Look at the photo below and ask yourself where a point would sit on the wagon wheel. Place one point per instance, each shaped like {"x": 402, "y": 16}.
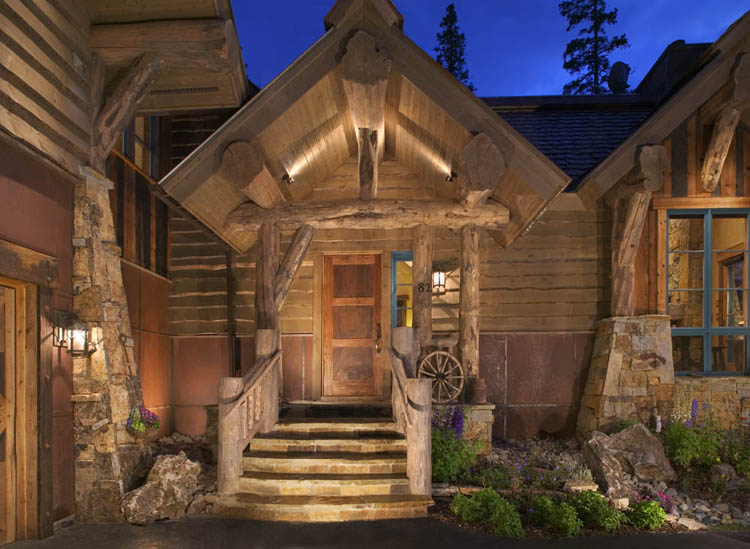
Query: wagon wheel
{"x": 447, "y": 375}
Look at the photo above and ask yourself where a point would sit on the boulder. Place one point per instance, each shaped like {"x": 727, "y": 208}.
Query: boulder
{"x": 605, "y": 467}
{"x": 722, "y": 472}
{"x": 169, "y": 489}
{"x": 634, "y": 451}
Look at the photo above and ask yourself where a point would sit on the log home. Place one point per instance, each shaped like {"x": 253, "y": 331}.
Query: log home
{"x": 236, "y": 260}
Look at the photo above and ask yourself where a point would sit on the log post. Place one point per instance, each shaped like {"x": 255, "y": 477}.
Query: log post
{"x": 364, "y": 73}
{"x": 422, "y": 286}
{"x": 629, "y": 213}
{"x": 469, "y": 300}
{"x": 726, "y": 124}
{"x": 266, "y": 267}
{"x": 229, "y": 466}
{"x": 266, "y": 344}
{"x": 480, "y": 168}
{"x": 419, "y": 436}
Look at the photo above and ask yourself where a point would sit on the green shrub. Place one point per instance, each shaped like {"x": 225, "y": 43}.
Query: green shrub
{"x": 505, "y": 520}
{"x": 647, "y": 515}
{"x": 541, "y": 510}
{"x": 488, "y": 507}
{"x": 696, "y": 445}
{"x": 561, "y": 518}
{"x": 451, "y": 457}
{"x": 596, "y": 512}
{"x": 499, "y": 478}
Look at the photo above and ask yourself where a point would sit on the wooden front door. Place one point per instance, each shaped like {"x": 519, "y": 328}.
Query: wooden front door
{"x": 7, "y": 414}
{"x": 352, "y": 334}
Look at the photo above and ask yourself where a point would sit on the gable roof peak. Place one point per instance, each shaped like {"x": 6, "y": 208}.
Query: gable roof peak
{"x": 343, "y": 10}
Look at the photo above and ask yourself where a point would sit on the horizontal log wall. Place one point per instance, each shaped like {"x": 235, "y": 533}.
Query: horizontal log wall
{"x": 45, "y": 67}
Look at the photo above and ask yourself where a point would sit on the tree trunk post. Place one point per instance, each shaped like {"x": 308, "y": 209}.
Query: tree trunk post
{"x": 230, "y": 437}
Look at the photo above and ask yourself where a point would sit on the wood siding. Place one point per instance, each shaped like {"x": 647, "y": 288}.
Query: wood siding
{"x": 44, "y": 78}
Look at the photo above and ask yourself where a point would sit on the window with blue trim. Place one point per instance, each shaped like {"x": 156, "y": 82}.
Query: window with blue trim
{"x": 401, "y": 289}
{"x": 707, "y": 290}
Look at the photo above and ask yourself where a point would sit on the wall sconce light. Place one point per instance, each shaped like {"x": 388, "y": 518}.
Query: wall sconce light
{"x": 73, "y": 335}
{"x": 438, "y": 282}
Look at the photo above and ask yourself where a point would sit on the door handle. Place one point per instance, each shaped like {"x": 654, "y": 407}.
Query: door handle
{"x": 378, "y": 339}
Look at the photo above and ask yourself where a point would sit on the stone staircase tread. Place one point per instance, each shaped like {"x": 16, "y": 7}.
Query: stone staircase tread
{"x": 366, "y": 436}
{"x": 339, "y": 456}
{"x": 397, "y": 500}
{"x": 328, "y": 477}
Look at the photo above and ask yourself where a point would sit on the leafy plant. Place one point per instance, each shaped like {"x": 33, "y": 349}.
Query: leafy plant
{"x": 488, "y": 507}
{"x": 692, "y": 445}
{"x": 595, "y": 511}
{"x": 141, "y": 419}
{"x": 452, "y": 457}
{"x": 647, "y": 515}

(Required work):
Rewrite everything from the line containing "on the horizontal" down to the end of the data, changing "wall sconce light" to "wall lamp" and leaving all else as it is.

(Expected answer):
Look at the photo above and ask yourself where a point would sit on the horizontal log wall. Place one point per instance, each shaped like {"x": 235, "y": 533}.
Query: horizontal log wall
{"x": 45, "y": 67}
Look at the photo above and ask yourself where a point would sit on the tree trunk post. Place one point per instance, each shaped like {"x": 308, "y": 209}.
Query: tree trunk post
{"x": 230, "y": 437}
Look at the photo above and ask yourself where a point would sit on the wood siding. Place one point per instance, each shaped like {"x": 647, "y": 288}.
Query: wood siding
{"x": 44, "y": 78}
Look at the photo above and ask yourself where a point would sit on the window with blue trim. Place one point per instance, each shaped like {"x": 156, "y": 82}.
Query: window with blue trim
{"x": 401, "y": 289}
{"x": 707, "y": 290}
Look at the photo above and ask yourself where a point would sit on the wall lamp. Place one point per instance, each shaped like {"x": 388, "y": 518}.
Query: wall lamp
{"x": 73, "y": 335}
{"x": 438, "y": 282}
Look at the photo above and ask yourself where a point would sit on the door handle. Place one point per instance, each shaped like {"x": 654, "y": 407}.
Query: door handle
{"x": 378, "y": 339}
Look at the photo above and ask yourself where a point would sit on the stone staircase tread. Place one point per instance, each shaped like {"x": 16, "y": 7}.
Query: stone staircase tread
{"x": 366, "y": 436}
{"x": 339, "y": 456}
{"x": 397, "y": 500}
{"x": 328, "y": 477}
Look at the photo above and ask yourself where a point would sit on the leafy plant. Place one point per instance, each shaped like {"x": 33, "y": 349}.
Query: leafy plant
{"x": 488, "y": 507}
{"x": 692, "y": 445}
{"x": 595, "y": 511}
{"x": 141, "y": 419}
{"x": 452, "y": 457}
{"x": 647, "y": 515}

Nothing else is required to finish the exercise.